## Consigna 1
Reescribe el pasaje del texto sobre Beckett que comienza con "Se diría que" y continúa hasta "de la retórica.", sustituyendo "personaje" por "protagonista".
## Consigna 2
Según el texto sobre Beckett, ¿en qué año escribió Beckett la llamada carta alemana a su amigo Axel Kaun?

## Texto del documento
A pesar de ello, creo que en el teatro que escribimos
hoy hay todavía un predominio excesivo del logos, una sobreestimación
de la lógica discursiva que afecta especialmente a la palabra
dramática, es decir, a las interacciones verbales que sustentas
las situaciones dramáticas.
Se diría que pervive una concepción
del diálogo teatral excesivamente vinculada a la literatura
propiamente dicha, es decir, a una tradición dramatúrgica
en la que la forma versificada exigía que la palabra del
personaje recurriera a todos los primores y rigores de la retórica.
Y al derivar el teatro hacia el realismo, pese a su pretensión
de reproducir el funcionamiento de la realidad, sigue no obstante
persistiendo un uso retórico del lenguaje, manifestado sobre
todo en ese logocentrismo que otorga a los diálogos la propiedad
y la competencia comunicativa que la literatura ha tenido
tradicionalmente como ideal y modelo.
Aunque podría señalarse la obra precursora
de autores como Strindberg, Wedekind y, desde luego, Chéjov,
en el proceso de cuestionamiento de esa palabra plena, transparente
y eficaz, hemos de esperar hasta Beckett para encontrar
una radical y sistemática demolición del logocentrismo
y de su correlato dramático, la forma congruente y transparente
de la piece bien faite.
En un texto poco conocido salvo por los especialistas-,
la llamada carta alemana, que Beckett escribió
en 1937 a su amigo Axel Kaun rehusando traducir unos poemas, tras
expresar las crecientes dificultades que tiene para escribir
en buen inglés, afirma que la gramática y el
estilo se han convertido en algo tan incongruente como el
traje de baño victoriano o la calma imperturbable de un verdadero
gentleman. Y afirma más adelante:
Ya que no podemos eliminar el lenguaje de
una vez, deberíamos al menos no omitir nada que pueda contribuir
a su descrédito. Abrir en él boquetes, un o tras otro,
hasta que aquello que se esconde detrás (sea algo o nada)
empiece a rezumar a través suyo: no puedo imaginar una meta
más alta para un artista hoy. ¿O acaso la literatura
es la única en quedar retrasada en los viejos caminos que
la música y la pintura han abandonado hace tanto tiempo?
¿Hay algo sagrado, paralizante, en esa cosa contra-natura
que es la palabra; algo que no se hallaría en los materiales
de las otras artes?
Eso decía Beckett en 1937. Hoy, cuando sabemos
hasta qué punto el lenguaje es prostituido en la mayoría
de los ámbitos políticos y en los medios de comunicación,
esta radical desconfianza de Beckett resulta profética. Y
es solo el principio y, en cierto modo, el programa- de una
minuciosa transgresión de lo que podríamos llamar
adecuación de la palabra a la cosa. Si escribir se ha considerado
siempre encontrar las palabras necesarias y justas para nombrar
las cosas, si la fe en el lenguaje como instrumento
de expresión se ha basado tradicionalmente en dicha adecuación,
vemos como toda la obra de Beckett, especialmente a partir de 1945,
tiende a minar esta fe.

## Listado mostrado
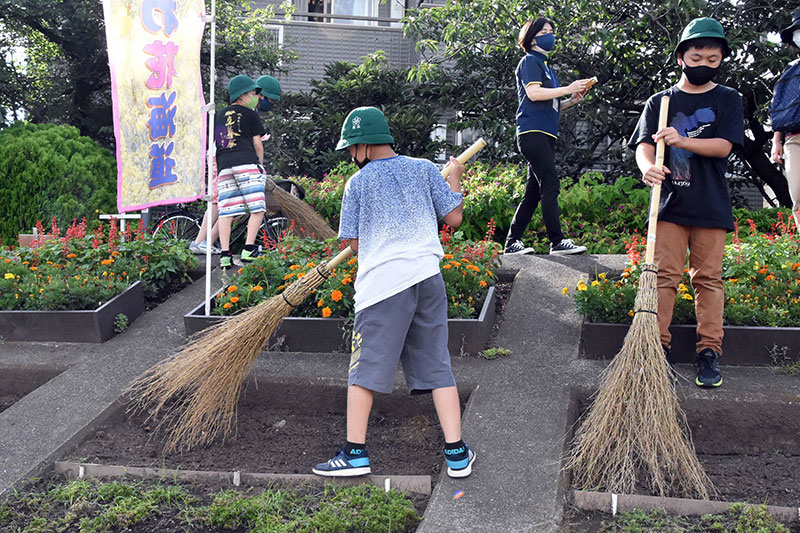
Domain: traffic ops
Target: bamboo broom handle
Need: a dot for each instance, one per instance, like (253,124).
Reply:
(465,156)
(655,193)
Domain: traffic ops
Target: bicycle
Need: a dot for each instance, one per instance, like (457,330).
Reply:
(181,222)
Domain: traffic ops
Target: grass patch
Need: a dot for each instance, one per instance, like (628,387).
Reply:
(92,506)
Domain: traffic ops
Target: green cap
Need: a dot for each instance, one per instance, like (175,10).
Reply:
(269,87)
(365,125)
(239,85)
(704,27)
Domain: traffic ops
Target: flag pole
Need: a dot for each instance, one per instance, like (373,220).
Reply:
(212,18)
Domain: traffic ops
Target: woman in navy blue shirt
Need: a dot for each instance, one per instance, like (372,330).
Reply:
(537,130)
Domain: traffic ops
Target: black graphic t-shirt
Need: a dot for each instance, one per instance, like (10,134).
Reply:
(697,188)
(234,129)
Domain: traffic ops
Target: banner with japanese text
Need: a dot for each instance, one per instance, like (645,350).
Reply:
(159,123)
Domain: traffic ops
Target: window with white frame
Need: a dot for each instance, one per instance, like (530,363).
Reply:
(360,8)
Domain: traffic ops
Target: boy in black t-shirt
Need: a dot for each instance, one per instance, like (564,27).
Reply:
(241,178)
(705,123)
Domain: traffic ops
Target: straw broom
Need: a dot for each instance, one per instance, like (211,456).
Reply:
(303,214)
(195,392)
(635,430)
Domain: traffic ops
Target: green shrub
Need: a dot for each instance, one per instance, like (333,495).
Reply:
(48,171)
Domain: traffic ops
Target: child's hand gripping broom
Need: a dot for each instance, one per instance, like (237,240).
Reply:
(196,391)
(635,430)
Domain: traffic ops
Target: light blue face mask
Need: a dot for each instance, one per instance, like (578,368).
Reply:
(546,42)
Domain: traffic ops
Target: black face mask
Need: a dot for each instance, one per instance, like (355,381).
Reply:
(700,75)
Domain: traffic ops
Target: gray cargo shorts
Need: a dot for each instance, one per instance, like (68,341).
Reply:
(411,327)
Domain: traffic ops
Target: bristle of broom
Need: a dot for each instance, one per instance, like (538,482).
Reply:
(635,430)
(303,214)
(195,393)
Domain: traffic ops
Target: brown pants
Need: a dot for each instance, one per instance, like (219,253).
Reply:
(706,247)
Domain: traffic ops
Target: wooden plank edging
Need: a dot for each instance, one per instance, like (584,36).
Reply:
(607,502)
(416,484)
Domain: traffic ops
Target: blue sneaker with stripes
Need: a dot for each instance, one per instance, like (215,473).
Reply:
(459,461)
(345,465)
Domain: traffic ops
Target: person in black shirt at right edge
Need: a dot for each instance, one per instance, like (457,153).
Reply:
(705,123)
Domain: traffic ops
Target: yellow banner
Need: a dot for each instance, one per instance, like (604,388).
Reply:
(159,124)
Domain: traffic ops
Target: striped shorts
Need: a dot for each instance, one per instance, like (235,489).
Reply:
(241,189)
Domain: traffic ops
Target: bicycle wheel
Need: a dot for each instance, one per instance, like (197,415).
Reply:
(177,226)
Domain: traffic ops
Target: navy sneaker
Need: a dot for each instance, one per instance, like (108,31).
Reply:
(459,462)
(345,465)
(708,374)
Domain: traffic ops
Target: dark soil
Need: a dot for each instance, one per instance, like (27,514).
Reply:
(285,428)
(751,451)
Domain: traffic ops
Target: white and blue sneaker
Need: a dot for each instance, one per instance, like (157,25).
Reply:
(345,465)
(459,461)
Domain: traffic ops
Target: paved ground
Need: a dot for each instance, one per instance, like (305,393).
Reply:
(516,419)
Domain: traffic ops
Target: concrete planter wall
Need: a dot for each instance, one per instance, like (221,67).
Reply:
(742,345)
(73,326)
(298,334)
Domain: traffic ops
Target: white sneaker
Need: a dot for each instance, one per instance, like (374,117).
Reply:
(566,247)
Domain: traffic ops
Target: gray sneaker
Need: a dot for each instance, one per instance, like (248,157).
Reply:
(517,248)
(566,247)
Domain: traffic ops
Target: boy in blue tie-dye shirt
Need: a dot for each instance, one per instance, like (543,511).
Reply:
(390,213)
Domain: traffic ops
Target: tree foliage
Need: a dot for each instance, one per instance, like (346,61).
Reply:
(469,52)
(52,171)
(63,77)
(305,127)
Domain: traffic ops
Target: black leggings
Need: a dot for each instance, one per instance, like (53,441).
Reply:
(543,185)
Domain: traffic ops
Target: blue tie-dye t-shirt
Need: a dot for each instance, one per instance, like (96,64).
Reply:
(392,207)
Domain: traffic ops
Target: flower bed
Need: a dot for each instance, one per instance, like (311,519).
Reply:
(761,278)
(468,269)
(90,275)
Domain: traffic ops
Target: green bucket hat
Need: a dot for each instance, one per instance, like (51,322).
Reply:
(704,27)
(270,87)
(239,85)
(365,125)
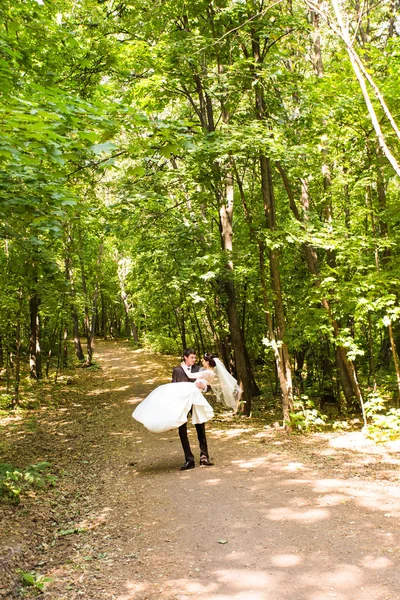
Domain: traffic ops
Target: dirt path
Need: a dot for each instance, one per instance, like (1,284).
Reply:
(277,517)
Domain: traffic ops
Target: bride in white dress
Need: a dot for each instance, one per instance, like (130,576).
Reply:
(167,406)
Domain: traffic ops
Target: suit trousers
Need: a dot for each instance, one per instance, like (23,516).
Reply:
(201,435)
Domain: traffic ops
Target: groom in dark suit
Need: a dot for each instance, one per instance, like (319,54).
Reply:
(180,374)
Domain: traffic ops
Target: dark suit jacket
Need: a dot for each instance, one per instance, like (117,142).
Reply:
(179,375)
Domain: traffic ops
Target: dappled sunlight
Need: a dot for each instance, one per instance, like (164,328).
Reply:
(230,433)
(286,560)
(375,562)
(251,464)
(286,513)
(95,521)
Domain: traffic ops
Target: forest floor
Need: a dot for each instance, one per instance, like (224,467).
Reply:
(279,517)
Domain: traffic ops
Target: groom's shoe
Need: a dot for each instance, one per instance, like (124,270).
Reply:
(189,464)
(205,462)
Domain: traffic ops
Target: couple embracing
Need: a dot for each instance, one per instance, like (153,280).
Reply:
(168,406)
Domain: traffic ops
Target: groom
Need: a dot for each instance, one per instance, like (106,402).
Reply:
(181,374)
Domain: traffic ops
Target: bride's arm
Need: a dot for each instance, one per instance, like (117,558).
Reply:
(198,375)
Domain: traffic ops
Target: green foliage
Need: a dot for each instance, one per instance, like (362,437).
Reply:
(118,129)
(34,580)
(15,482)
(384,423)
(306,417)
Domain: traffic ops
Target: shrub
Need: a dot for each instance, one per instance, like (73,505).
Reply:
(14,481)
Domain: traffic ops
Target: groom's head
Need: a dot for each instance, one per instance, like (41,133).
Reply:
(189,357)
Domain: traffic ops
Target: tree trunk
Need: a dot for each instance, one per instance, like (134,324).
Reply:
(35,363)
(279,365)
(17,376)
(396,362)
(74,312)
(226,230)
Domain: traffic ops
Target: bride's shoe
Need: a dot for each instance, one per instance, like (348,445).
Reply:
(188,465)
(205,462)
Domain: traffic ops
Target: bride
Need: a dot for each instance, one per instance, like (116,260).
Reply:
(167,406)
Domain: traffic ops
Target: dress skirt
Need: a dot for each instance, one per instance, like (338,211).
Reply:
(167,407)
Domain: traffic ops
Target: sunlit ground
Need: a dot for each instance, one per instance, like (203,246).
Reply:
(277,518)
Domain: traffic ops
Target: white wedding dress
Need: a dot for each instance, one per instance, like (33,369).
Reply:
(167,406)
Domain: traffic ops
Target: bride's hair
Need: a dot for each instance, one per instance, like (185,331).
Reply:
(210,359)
---
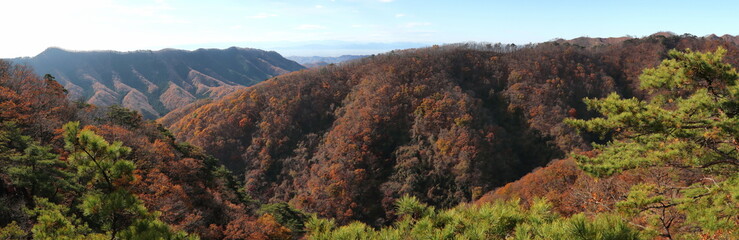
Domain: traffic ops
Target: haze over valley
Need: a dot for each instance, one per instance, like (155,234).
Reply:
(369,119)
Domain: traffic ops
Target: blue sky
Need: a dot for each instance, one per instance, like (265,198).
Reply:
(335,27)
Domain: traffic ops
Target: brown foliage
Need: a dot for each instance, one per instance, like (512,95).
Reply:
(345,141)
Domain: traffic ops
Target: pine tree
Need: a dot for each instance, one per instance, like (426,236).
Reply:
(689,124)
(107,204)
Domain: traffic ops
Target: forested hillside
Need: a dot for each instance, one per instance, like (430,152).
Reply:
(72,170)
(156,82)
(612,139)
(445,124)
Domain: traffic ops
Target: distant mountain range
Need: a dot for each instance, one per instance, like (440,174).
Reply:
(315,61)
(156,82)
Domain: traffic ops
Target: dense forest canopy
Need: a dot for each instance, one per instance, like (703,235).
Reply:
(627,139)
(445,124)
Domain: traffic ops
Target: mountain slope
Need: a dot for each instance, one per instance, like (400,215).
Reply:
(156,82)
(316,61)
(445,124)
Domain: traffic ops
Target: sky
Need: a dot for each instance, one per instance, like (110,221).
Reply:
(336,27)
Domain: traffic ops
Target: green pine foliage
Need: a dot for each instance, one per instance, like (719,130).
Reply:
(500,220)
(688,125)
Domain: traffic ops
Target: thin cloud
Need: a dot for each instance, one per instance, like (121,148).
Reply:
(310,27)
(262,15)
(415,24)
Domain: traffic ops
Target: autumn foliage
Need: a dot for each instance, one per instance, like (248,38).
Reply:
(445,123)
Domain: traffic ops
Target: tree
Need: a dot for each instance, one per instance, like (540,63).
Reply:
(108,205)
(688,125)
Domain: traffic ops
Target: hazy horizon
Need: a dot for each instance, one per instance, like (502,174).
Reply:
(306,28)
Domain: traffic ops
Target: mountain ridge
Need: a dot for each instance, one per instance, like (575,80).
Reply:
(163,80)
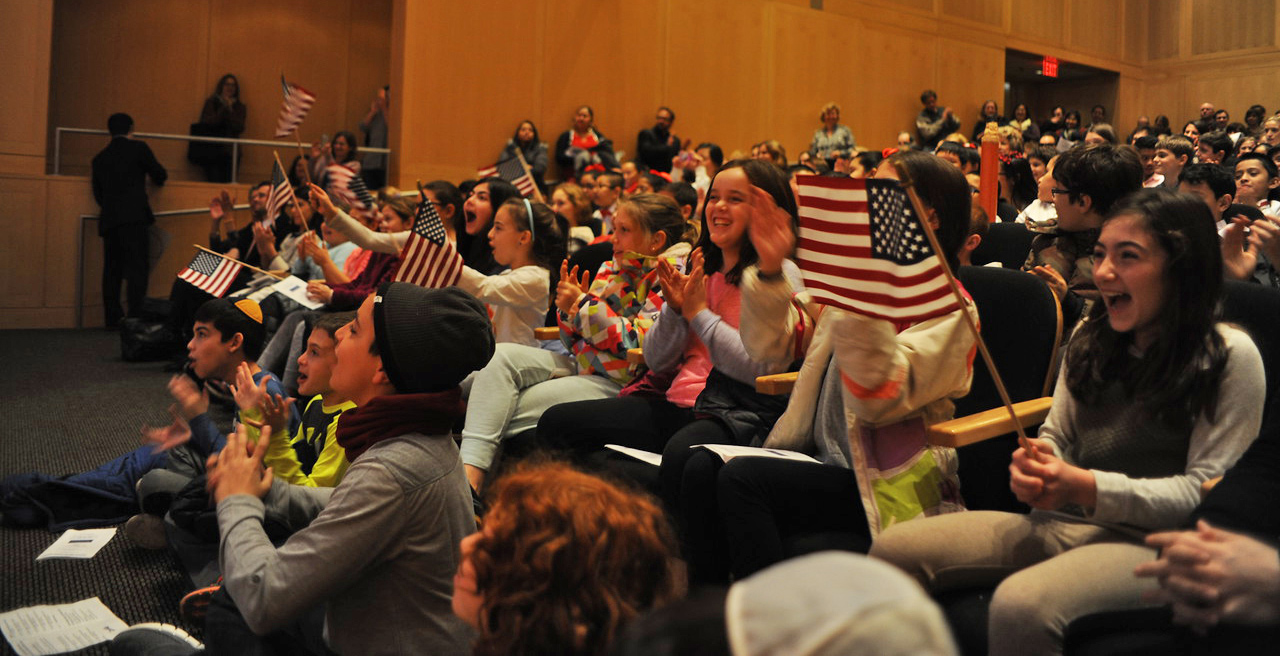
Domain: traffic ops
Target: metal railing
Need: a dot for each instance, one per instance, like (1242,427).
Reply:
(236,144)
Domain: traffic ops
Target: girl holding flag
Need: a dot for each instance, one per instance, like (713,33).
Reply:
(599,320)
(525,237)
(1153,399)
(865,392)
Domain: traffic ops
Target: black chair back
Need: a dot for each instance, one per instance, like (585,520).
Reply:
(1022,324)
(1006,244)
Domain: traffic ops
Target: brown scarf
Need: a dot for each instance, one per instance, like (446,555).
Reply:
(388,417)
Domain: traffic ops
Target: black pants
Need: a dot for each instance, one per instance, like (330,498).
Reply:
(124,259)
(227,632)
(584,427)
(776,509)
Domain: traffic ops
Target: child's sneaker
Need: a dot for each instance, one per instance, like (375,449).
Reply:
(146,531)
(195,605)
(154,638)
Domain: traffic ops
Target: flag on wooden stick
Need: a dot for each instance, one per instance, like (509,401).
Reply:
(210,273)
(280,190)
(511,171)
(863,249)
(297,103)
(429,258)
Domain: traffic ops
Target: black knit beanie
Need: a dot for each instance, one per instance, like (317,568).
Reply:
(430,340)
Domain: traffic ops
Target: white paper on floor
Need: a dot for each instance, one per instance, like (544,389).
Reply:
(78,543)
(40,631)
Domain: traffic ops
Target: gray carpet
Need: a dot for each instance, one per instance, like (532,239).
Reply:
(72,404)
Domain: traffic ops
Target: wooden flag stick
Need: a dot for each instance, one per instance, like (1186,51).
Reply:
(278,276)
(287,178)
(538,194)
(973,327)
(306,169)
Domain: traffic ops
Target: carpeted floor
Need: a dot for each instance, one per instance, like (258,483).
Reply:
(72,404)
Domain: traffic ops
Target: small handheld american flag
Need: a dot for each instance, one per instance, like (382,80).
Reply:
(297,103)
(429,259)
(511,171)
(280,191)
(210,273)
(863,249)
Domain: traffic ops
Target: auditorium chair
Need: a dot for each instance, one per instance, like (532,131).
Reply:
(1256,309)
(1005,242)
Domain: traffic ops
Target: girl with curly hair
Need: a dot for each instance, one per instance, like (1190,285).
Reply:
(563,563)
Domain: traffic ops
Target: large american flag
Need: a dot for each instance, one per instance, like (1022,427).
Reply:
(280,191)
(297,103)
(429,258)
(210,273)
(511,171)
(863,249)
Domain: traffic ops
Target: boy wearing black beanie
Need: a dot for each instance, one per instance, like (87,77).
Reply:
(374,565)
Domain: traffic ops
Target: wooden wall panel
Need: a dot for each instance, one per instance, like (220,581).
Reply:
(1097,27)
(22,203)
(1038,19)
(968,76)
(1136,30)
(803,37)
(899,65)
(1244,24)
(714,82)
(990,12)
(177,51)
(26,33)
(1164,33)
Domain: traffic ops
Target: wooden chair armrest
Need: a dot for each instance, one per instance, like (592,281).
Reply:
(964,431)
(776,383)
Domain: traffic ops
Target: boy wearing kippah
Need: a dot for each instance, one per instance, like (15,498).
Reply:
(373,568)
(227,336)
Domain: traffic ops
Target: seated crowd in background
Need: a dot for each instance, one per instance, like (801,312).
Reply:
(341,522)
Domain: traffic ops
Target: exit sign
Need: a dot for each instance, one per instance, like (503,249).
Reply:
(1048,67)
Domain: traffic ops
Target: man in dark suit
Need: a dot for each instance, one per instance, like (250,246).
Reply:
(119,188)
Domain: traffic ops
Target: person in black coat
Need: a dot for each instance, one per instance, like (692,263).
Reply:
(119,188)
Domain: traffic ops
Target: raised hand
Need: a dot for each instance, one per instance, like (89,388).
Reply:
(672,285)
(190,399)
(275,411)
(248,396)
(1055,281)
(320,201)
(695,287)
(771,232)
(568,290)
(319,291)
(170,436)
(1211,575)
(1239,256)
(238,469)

## Respuesta escrita 1
Se diría que pervive una concepción
del diálogo teatral excesivamente vinculada a la literatura
propiamente dicha, es decir, a una tradición dramatúrgica
en la que la forma versificada exigía que la palabra del
protagonista recurriera a todos los primores y rigores de la retórica.

## Respuesta escrita 2
En 1937.